* [AUSGEWÄHLTER TEXT]
==========
Das beste – weil unauffälligste – Projekt der Tiroler Literaturgeschichte feiert zehnten Geburtstag.

Rund um das Jahr 2013 herum war die griechisch wirkende Wortbildung Hypo bis in das kleinste Kaff Europas vorgedrungen, folglich gab es auch in Tirol Menschen, die den Ausdruck schon einmal gehört hatten.

Gerade war das Desaster der Hypo-Bank in Kärnten in aller Munde, das Wort war ein semantisches Schrapnell, das durch alle journalistischen Texte hindurchzischte. Und auch in Tirol löste das Wort Hypo eher ein Reißen um die Mundwinkel aus, als dass man hätte schmunzeln mögen. Eine missglückte Fusion zwischen Hypo Tirol und Südtiroler Sparkasse sollte schnell aus dem aktiven Wortschatz der jeweiligen Provinzzeitungen gelöscht werden.

Solche Zustände rund um ein Unwort bedeuten in der Literatur, dass es höchste Zeit ist, ein Projekt zu starten, wenn nicht gar einen Roman. Zehn Tiroler Autorinnen erklärten sich daher um 2013 bereit, jeweils einen Hypo-Roman zu verfassen. Die Hypo-Bank spendierte Präsentation und Aufwandsentschädigung für Recherchen, Strom beim Tippen und Suche nach einem Verlag. Die Uni-Bibliothek erklärte sich bereit, die zehn Romane für spontan Lesende zu promoten und für die Ewigkeit zu archivieren.

Die Spielregel für den Hypo-Roman lautete, es müsse etwas mit Geld darin vorkommen. Außerdem sollte die ur-typische Bedeutung des Wortes hypo erzähltechnisch berücksichtigt werden.

hypo war demnach etwas,
– was unter dem Text steckt,
– was auf eine gesellschaftliche Unterzuckerung reagieren möchte im Sinne von Hypoglykämie,
– oder was als Text überirdisch gut ist (hypo-geil)!

Aus dieser leisen Anregung heraus entstanden schließlich zehn formidable Romane, die in hypo-kleinen Verlagen publiziert werden konnten.

Kanon des Hypo-Romans

1. Otto Licha: Sieben: Hypo-Roman.
Rezension: https://lesen.tibs.at/content/erwachsene/otto-licha-sieben

2. Michael Stark: Derivat swap: Hypo-Roman.
Rezension: http://media.obvsg.at/AC11032574-3301

3. Christian Kössler: Tiroler Sensenmann-Blues: Hypo-Roman.
Rezension: http://media.obvsg.at/AC11037992-3301

4. Daniel Suckert: Kommissar Prohaska: Geldstadt Innsbruck : Hypo-Roman.
==========
* [ZU ERLEDIGENDE AUFGABEN]
1: Gib aus dem Text über den Hypo-Roman alles von "Kanon des Hypo-Romans" bis hinunter zu "Innsbruck : Hypo-Roman." wortgetreu wieder.
2: Führe den Text über das Projekt Hypo-Roman nach seinem letzten Satz weiter.
==========
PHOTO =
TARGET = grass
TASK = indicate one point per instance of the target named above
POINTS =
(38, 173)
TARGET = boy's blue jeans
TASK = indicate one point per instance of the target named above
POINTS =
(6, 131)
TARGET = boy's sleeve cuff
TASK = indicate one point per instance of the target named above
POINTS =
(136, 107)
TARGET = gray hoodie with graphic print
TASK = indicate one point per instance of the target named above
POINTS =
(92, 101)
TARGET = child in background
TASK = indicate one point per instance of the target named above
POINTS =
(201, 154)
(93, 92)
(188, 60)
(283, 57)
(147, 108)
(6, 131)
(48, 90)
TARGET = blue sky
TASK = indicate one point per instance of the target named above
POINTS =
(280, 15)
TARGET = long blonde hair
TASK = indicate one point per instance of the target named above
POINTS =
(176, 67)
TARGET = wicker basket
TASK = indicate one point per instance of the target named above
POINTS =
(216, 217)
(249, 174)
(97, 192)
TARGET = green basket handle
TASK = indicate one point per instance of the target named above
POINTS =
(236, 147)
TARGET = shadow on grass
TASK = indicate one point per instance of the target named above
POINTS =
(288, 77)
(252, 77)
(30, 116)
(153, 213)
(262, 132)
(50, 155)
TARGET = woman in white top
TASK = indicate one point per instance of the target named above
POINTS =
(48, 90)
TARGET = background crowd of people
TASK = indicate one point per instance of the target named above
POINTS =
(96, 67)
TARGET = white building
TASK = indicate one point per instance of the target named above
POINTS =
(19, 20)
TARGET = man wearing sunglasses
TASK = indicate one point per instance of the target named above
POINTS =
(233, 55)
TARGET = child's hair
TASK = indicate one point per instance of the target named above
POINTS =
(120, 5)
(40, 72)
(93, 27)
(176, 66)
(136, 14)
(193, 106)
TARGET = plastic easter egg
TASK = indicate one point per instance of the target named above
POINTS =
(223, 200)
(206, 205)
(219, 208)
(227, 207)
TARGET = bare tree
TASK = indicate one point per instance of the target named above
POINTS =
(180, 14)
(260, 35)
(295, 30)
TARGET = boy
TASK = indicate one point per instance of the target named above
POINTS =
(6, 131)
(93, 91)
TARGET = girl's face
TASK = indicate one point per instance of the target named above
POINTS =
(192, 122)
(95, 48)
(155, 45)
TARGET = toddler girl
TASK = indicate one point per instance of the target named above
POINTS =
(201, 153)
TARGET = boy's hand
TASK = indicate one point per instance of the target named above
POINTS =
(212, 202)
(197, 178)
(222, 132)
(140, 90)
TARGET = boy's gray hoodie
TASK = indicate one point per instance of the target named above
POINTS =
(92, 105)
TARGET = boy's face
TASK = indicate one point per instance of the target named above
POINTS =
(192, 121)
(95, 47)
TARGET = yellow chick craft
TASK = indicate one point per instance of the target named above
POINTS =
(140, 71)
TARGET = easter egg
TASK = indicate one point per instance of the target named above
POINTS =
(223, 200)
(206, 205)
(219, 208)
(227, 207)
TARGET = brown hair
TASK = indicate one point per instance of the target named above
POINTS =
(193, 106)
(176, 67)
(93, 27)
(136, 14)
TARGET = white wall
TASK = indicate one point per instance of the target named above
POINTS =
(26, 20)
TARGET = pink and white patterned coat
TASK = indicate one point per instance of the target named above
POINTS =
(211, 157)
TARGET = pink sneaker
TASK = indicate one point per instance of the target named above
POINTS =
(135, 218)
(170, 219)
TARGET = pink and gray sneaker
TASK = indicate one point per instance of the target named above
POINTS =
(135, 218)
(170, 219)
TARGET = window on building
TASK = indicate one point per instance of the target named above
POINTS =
==========
* [ERGEBNISSE DER AUFGABEN]
1:
Kanon des Hypo-Romans

1. Otto Licha: Sieben: Hypo-Roman.
Rezension: https://lesen.tibs.at/content/erwachsene/otto-licha-sieben

2. Michael Stark: Derivat swap: Hypo-Roman.
Rezension: http://media.obvsg.at/AC11032574-3301

3. Christian Kössler: Tiroler Sensenmann-Blues: Hypo-Roman.
Rezension: http://media.obvsg.at/AC11037992-3301

4. Daniel Suckert: Kommissar Prohaska: Geldstadt Innsbruck : Hypo-Roman.

2:
Rezension: https://lesen.tibs.at/content/erwachsene/daniel-suckert-kommissar-prohaska-geldstadt-innsbruck

5. Martin Kolozs: Lucky man, very lucky : nach wahren Begebenheiten ; Hypo-Roman.
Rezension: https://lesen.tibs.at/index.php/content/erwachsene/martin-kolozs-lucky-man-very-lucky

6. Peter Teyml: Dreiheiligen : Hypo-Roman.
Rezension: http://media.obvsg.at/AC12071463-3301

7. Margit Kröll: Zufallsopfer : Hypo-Roman.
Rezension: https://lesen.tibs.at/index.php/content/erwachsene/margit-kr%C3%B6ll-zufallsopfer

8. Erika und Nora Wimmer: Geldspiel ohne Ende : Hypo-Roman.
Rezension: https://lesen.tibs.at/content/erwachsene/erika-und-nora-wimmer-geldspiel-ohne-ende

9. Max von Gutleben (= Elias Schneitter): Solange noch Blätter an den Bäumen sind, wird der Schnee nicht liegen bleiben. Hypo-Roman.
Rezension: https://lesen.tibs.at/content/erwachsene/max-von-gutleben-solange-noch-bl%C3%A4tter-auf-den-b%C3%A4umen-sind-%E2%80%A6

10. Wolfgang Nöckler: Nicht mal ein Fernzug : Hypo-Roman.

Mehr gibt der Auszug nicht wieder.